A couple hours outside Houston, in a remote field near a Dow Chemical Co plant, the US’ bid to undercut China’s grip on the global supply of rare earth minerals critical to high technology has yet to break ground.
Even when it does, China’s dominance of the market — it controls about 70 percent of output and more than 90 percent of refining — means that goal would likely remain out of reach.
The Texas plant, to be built by Australia-based Lynas Rare Earths Ltd, represents a fraction of billions of dollars in subsidies and loans promised for the production and refining of the minerals in the US and its key allies.
For the 60 hectares site, Lynas won more than US$300 million in Pentagon contracts. If all goes to plan, it would be operating a plant to process rare earths there in two years.
However, while national security is a primary driver of the programs in the US and elsewhere, a slump in prices since 2022 is undermining the business case for those projects. That is raising questions about whether this and similar efforts can develop into a supply chain to rival Chinese firms protected by their government.
“These market conditions have now destroyed most of the hoped-for projects from just a couple years back,” said James Litinsky, the CEO of MP Materials Corp, which owns the only rare earths mine in the US and is building a factory to manufacture magnets in Texas.
“Despite the efforts and investments of many governments, Chinese control over the vast majority of the supply chain remains,” Litinsky said on an earnings call last month.
The metals the US and allies are focused on are not actually “rare,” but seldom exist in high enough concentrations to justify the often environmentally hazardous mining. They include 17 chemically related elements that have properties useful for making electronics in products from cellphones to fighter jets more efficient.

## TASKS
1 - Output the part of the rare earths article between "Even when it" and "out of reach.", inclusive.
2 - Translate this sentence from the rare earths article into Spanish: "For the 60 hectares site, Lynas won more than US$300 million in Pentagon contracts."
The material after the rare earths article is not needed.

## SUPPLIED DATA
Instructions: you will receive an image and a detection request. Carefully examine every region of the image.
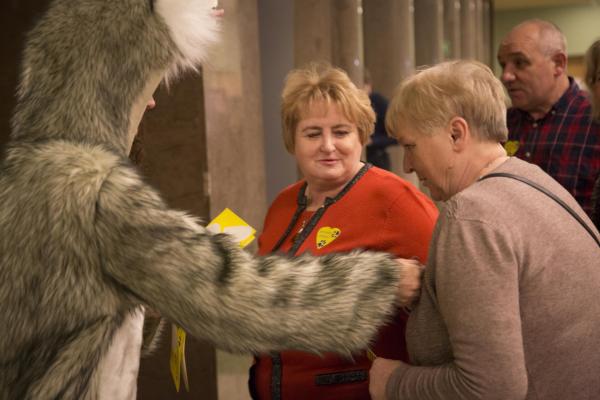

## RESULTS
1 -
Even when it does, China’s dominance of the market — it controls about 70 percent of output and more than 90 percent of refining — means that goal would likely remain out of reach.

2 - Por el terreno de 60 hectáreas, Lynas obtuvo más de 300 millones de dólares estadounidenses en contratos del Pentágono.